**Excerpts of location labeling data**:
• • • •
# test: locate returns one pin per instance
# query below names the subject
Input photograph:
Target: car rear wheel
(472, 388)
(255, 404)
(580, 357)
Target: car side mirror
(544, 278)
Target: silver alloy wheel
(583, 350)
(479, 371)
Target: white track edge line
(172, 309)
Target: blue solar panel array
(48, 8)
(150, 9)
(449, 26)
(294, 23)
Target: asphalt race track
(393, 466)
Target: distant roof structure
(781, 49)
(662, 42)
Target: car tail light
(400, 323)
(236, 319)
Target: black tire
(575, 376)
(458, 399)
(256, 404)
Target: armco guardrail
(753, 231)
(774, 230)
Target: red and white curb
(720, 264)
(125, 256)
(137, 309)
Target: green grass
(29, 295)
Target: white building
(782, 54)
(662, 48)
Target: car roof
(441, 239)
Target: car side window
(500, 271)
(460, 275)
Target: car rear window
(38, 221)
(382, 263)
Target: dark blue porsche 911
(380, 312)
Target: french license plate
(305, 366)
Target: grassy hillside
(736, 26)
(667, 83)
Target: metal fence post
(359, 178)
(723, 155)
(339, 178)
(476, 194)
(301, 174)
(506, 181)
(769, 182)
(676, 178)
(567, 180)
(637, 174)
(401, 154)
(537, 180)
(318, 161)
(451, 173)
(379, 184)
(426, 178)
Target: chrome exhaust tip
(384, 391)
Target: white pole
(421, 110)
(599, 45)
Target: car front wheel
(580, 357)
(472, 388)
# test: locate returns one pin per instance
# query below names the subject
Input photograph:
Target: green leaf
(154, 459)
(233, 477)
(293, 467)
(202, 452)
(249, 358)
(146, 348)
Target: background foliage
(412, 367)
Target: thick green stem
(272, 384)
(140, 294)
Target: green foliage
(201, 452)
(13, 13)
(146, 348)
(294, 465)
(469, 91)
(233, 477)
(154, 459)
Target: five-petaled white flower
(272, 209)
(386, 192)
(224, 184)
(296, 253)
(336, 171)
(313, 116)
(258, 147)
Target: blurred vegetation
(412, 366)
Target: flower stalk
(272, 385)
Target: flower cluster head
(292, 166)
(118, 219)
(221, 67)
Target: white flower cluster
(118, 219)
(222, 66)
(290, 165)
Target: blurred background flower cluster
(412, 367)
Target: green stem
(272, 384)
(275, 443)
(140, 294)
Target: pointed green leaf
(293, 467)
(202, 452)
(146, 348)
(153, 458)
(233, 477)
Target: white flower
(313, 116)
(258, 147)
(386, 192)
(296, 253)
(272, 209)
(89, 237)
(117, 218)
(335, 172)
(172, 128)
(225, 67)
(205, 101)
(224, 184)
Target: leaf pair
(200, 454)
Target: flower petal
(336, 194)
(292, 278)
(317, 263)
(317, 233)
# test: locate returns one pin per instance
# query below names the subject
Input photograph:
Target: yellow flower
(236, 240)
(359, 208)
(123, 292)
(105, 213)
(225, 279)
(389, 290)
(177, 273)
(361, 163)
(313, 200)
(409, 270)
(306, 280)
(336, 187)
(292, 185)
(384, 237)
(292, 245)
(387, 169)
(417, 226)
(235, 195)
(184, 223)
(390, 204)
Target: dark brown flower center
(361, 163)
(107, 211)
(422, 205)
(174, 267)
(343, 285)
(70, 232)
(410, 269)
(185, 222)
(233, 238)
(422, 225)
• • • •
**Exercise description**: Quote the line that contains "Target: background foliage" and each line after it through the end of the data, exactly, leaving out everything else.

**Response to this task**:
Target: background foliage
(412, 367)
Target: thick green stem
(272, 384)
(140, 294)
Target: green foliage
(201, 452)
(13, 13)
(146, 348)
(294, 465)
(469, 91)
(233, 477)
(154, 459)
Target: five-petaled white flower
(272, 209)
(386, 192)
(224, 184)
(296, 253)
(336, 171)
(313, 116)
(258, 147)
Target: blurred vegetation
(412, 366)
Target: flower stalk
(272, 385)
Target: flower cluster head
(292, 166)
(118, 219)
(221, 67)
Target: white flower cluster
(118, 219)
(222, 66)
(290, 165)
Target: blurred background flower cluster
(412, 367)
Target: green stem
(272, 384)
(275, 443)
(140, 294)
Target: pointed green leaf
(293, 467)
(202, 452)
(146, 348)
(153, 458)
(233, 477)
Target: white flower
(313, 116)
(258, 147)
(386, 192)
(296, 253)
(272, 209)
(89, 237)
(117, 218)
(335, 172)
(172, 128)
(225, 67)
(205, 101)
(224, 184)
Target: leaf pair
(200, 454)
Target: flower petal
(336, 194)
(292, 278)
(317, 263)
(317, 233)
# test: locate returns one pin per instance
# query below names the subject
Input photograph:
Target: yellow flower
(236, 240)
(359, 208)
(123, 292)
(105, 213)
(225, 279)
(389, 290)
(177, 273)
(361, 163)
(313, 200)
(409, 270)
(306, 280)
(336, 187)
(292, 185)
(384, 237)
(292, 245)
(387, 169)
(417, 226)
(235, 195)
(184, 223)
(390, 204)
Target: dark brown flower center
(361, 163)
(107, 211)
(422, 205)
(174, 267)
(343, 285)
(70, 232)
(410, 269)
(185, 222)
(233, 238)
(422, 225)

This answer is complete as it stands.